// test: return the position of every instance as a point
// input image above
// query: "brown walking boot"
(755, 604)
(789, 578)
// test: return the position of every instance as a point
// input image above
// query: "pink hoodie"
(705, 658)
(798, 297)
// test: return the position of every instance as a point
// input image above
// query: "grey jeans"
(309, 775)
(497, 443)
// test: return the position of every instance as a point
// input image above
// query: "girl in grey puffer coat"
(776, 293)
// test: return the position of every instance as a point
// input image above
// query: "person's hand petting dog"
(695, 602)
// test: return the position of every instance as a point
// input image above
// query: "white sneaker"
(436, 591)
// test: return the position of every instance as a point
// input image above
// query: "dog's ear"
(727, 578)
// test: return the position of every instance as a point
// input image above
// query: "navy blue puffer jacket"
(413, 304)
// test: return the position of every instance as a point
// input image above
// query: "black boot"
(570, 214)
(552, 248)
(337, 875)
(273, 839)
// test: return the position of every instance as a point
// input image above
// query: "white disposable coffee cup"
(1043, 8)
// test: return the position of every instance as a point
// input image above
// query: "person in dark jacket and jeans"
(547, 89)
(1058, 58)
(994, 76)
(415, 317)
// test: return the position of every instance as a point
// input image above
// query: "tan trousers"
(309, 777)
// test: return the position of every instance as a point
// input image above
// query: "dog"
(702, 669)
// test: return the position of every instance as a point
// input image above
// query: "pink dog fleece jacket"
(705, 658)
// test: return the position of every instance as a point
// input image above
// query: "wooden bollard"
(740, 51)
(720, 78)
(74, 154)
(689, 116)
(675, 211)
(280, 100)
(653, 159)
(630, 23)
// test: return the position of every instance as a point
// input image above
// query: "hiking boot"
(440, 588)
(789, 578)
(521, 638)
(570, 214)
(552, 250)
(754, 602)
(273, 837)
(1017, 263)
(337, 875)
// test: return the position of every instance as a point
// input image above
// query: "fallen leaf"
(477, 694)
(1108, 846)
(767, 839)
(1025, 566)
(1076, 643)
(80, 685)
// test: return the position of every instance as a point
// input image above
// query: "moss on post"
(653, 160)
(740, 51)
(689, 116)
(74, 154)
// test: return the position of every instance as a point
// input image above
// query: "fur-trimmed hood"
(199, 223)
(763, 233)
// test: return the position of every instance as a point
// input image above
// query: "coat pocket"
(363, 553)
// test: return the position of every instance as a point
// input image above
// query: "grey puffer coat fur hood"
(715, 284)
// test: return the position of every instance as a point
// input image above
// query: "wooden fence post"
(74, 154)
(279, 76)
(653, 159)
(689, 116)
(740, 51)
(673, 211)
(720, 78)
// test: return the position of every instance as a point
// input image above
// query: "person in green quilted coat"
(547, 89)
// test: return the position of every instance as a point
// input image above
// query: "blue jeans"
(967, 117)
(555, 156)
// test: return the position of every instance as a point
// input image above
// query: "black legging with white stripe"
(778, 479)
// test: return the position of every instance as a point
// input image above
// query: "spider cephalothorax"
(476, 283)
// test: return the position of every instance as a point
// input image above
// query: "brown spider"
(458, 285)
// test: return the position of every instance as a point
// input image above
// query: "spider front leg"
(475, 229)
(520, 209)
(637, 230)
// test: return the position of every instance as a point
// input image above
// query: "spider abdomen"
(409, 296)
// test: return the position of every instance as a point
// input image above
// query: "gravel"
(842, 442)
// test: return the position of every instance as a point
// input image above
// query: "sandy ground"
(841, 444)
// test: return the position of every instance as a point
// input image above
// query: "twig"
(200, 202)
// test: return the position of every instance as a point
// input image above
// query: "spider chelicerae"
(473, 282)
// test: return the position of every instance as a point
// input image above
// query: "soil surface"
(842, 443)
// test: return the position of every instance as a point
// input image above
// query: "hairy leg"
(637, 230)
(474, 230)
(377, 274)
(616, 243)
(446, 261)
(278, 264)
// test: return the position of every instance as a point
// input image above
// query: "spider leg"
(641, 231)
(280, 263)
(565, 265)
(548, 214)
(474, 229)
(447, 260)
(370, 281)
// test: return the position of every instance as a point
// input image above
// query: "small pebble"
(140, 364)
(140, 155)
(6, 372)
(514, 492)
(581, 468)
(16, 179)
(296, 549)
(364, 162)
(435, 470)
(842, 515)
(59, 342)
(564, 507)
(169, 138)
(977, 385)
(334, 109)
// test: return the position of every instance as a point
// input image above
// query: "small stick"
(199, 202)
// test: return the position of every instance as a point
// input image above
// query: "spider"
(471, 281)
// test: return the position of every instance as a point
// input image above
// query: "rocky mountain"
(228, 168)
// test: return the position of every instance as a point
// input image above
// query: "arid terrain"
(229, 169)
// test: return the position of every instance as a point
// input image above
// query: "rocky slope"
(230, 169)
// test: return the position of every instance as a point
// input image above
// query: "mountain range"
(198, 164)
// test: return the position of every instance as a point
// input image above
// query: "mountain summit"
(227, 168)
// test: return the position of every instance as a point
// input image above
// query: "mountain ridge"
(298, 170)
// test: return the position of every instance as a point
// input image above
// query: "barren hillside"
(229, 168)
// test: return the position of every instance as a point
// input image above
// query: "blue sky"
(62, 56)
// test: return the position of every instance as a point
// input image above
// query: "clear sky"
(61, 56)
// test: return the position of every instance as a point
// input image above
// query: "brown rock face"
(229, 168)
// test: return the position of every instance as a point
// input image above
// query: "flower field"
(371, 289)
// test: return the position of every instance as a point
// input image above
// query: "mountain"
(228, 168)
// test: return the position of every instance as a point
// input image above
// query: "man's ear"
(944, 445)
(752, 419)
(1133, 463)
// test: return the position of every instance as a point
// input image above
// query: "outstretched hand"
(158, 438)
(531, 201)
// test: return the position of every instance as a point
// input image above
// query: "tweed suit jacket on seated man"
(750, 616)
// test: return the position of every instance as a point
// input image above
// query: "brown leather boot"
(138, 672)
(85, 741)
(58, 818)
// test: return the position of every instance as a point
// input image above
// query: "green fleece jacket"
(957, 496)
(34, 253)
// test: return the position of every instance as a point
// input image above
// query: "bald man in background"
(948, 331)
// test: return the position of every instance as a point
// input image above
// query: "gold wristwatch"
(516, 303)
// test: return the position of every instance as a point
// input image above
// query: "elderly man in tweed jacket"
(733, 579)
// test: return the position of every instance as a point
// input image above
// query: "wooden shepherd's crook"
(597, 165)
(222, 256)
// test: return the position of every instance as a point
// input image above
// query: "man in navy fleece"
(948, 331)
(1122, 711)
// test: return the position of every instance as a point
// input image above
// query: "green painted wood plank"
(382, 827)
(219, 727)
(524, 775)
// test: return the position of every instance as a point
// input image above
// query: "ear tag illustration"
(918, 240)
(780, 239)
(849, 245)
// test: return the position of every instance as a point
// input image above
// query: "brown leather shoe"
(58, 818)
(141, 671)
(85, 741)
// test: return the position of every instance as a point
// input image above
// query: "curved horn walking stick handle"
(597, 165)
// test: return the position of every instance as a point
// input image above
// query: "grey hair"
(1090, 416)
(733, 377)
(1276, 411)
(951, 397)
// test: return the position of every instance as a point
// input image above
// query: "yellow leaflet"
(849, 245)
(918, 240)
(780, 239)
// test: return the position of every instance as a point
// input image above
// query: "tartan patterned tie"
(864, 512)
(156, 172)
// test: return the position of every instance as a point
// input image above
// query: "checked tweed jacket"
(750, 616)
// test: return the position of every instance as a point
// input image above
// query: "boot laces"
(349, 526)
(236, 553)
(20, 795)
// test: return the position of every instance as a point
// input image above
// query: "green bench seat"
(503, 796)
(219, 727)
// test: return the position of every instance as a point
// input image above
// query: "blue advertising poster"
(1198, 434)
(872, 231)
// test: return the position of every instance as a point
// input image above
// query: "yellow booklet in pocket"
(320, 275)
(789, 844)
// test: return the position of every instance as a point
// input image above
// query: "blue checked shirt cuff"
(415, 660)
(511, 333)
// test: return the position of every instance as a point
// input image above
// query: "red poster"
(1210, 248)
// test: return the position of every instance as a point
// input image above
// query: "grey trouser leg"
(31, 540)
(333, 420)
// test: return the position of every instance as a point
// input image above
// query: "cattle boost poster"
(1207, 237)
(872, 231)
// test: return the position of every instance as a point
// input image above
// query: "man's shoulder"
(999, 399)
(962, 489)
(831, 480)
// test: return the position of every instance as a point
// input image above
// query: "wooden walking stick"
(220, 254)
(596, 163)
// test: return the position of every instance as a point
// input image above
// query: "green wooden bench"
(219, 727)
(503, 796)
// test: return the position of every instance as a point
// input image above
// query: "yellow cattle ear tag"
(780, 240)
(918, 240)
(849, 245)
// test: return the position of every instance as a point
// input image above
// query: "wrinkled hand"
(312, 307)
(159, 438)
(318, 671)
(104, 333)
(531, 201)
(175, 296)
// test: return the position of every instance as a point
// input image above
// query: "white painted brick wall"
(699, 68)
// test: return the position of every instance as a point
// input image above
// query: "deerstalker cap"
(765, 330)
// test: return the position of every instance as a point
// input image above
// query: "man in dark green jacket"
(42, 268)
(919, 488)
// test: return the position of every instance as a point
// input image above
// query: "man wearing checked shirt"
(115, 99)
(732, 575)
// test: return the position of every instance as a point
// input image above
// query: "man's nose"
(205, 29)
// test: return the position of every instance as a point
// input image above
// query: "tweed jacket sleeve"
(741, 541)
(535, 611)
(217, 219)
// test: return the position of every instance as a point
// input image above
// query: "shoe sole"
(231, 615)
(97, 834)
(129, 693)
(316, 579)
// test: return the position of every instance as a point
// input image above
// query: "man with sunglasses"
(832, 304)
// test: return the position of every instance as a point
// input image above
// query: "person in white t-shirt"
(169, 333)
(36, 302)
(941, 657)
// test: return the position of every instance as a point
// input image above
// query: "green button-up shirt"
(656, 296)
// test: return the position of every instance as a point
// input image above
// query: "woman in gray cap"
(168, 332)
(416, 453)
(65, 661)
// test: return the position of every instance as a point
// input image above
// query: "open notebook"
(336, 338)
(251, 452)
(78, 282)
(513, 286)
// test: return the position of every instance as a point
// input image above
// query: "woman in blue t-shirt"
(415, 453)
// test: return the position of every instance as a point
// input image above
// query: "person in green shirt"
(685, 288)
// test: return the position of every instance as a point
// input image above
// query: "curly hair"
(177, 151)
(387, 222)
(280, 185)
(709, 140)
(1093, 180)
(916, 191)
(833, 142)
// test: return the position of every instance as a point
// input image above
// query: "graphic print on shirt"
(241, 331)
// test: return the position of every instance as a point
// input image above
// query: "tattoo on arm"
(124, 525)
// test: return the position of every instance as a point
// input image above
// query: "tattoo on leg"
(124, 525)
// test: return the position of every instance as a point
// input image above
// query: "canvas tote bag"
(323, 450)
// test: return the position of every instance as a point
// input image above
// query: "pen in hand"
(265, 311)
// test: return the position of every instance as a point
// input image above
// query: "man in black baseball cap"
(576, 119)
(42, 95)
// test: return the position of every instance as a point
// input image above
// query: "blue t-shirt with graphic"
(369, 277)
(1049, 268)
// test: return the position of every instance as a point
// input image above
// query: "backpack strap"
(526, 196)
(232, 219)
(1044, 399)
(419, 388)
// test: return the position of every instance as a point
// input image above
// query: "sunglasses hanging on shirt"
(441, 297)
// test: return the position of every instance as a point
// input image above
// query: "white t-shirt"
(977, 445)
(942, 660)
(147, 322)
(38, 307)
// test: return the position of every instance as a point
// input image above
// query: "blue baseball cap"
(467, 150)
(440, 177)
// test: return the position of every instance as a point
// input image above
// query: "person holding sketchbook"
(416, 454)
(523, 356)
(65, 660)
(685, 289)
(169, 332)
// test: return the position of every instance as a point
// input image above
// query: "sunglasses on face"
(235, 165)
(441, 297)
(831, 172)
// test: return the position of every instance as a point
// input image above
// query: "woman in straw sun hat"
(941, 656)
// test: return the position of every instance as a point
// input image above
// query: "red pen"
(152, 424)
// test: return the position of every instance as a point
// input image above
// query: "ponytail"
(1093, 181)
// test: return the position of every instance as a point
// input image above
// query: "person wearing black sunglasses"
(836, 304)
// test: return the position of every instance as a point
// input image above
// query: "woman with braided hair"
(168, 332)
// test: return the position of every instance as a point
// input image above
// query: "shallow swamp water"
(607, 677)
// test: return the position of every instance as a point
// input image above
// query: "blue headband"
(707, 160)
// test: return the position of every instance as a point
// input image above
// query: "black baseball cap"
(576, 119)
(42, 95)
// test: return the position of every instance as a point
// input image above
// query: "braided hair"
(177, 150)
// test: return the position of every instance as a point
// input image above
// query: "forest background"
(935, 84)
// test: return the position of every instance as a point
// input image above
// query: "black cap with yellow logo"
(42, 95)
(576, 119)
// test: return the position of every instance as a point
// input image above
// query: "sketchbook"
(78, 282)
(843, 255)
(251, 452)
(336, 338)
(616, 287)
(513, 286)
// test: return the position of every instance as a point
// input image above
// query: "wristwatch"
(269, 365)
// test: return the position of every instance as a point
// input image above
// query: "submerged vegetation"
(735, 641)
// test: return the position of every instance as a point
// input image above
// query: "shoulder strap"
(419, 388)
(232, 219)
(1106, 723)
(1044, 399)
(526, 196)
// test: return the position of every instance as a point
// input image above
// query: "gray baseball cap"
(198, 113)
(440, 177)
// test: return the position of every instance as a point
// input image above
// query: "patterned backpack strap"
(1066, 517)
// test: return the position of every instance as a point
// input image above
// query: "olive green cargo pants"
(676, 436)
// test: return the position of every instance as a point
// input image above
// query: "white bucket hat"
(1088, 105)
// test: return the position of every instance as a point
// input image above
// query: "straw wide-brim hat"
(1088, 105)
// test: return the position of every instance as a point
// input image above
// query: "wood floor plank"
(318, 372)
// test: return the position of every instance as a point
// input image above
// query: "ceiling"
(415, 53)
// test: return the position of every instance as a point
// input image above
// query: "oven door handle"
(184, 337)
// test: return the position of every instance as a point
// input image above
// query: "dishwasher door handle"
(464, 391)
● ● ● ● ●
[What is needed] After the records, list each line in them that contains the word "yellow".

[Right answer]
// query: "yellow leaflet"
// query: "yellow booklet in pocket"
// query: "yellow cattle ear tag"
// query: "black cap with yellow logo"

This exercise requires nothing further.